Image location labeling entries
----------------
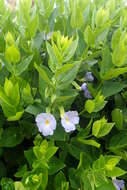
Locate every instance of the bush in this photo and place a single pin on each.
(63, 95)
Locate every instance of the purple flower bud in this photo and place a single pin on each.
(84, 86)
(86, 91)
(87, 94)
(119, 184)
(89, 77)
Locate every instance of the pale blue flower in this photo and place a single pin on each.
(69, 120)
(46, 123)
(86, 91)
(89, 77)
(119, 184)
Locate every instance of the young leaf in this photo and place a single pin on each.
(101, 128)
(12, 54)
(43, 74)
(117, 117)
(20, 68)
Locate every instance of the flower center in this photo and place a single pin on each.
(47, 121)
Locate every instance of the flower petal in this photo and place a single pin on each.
(68, 126)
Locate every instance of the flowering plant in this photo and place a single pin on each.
(63, 95)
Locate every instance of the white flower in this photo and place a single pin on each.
(46, 123)
(69, 120)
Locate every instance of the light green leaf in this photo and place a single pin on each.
(117, 117)
(18, 186)
(89, 106)
(119, 55)
(43, 74)
(20, 68)
(116, 172)
(118, 141)
(11, 137)
(12, 54)
(101, 128)
(16, 117)
(70, 51)
(53, 62)
(89, 142)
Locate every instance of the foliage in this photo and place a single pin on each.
(47, 47)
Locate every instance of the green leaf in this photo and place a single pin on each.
(107, 185)
(106, 63)
(2, 169)
(53, 63)
(55, 165)
(116, 172)
(18, 186)
(43, 74)
(50, 152)
(12, 91)
(4, 99)
(60, 182)
(101, 128)
(118, 141)
(116, 38)
(65, 68)
(7, 184)
(117, 117)
(89, 142)
(70, 51)
(89, 106)
(119, 55)
(77, 19)
(33, 26)
(16, 117)
(12, 54)
(20, 68)
(9, 39)
(111, 161)
(11, 137)
(67, 78)
(111, 87)
(114, 72)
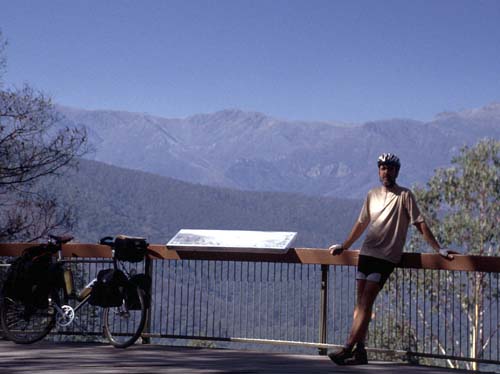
----------------
**Exercise requirements:** Gather every line of the records above that contains the string "leaf", treating uppercase and lowercase letters as different.

**The reply:**
Locate every instance of the young leaf in this photo and place a single pin on each.
Locate every instance of the light green leaf in this photo and place a single pin on each.
Locate every instance of the green leaf in this photo and place a single pin on each.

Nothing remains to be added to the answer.